**TO BE DONE**
Please rescale the part of the records that opens with the first line and closes with the line containing "1074,560 -> 1167,638", both ends included. Write out all of those lines again, requests included, with every coordinate in the answers multiplied by 1.85 and rounded to a whole number (halves round up).
——
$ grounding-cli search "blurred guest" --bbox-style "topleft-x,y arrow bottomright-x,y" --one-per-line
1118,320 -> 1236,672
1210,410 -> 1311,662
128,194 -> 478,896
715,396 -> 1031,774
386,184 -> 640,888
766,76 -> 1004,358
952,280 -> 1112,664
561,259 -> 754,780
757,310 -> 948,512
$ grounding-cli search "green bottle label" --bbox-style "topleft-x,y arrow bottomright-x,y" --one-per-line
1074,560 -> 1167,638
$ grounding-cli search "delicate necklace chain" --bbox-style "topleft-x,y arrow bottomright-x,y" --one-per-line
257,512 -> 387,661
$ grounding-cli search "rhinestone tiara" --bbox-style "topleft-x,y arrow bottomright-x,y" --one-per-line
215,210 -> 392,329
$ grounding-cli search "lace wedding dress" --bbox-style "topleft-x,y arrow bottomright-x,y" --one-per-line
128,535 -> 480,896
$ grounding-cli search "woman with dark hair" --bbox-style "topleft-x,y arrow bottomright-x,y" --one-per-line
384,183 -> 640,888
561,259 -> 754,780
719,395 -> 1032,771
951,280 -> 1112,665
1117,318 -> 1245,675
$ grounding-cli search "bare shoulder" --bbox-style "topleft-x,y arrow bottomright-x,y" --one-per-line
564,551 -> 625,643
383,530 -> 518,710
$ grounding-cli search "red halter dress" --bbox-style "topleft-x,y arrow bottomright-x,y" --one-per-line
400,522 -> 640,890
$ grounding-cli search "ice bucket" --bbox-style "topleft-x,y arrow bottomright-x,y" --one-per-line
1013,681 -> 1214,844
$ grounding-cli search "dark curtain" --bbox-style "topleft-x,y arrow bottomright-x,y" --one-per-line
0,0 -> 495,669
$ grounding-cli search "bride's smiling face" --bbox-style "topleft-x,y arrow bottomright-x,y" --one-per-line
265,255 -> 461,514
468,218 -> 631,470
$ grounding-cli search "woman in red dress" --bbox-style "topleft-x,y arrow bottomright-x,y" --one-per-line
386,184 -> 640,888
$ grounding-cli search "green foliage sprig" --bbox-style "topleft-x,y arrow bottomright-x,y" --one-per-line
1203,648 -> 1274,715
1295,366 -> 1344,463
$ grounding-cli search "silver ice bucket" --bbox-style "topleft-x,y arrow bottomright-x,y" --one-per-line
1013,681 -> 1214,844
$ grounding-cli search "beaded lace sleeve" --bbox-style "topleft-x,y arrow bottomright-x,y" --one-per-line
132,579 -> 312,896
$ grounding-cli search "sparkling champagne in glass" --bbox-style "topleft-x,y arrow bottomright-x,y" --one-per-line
——
**EXERCISE OUTPUT**
$ grounding-cli search "blurred guest" --bbox-style "topleft-x,y arrow bottomright-x,y" --one-per-line
2068,592 -> 2287,1243
2239,759 -> 2425,1225
237,359 -> 884,1658
1323,733 -> 1907,1432
714,340 -> 1184,1643
1417,141 -> 1857,662
1761,518 -> 2057,1228
1038,479 -> 1395,1443
1400,574 -> 1754,947
$ grounding-cli search "green bottle label" --bbox-style "topleft-x,y arrow bottomright-x,y" --one-per-line
1987,1036 -> 2159,1180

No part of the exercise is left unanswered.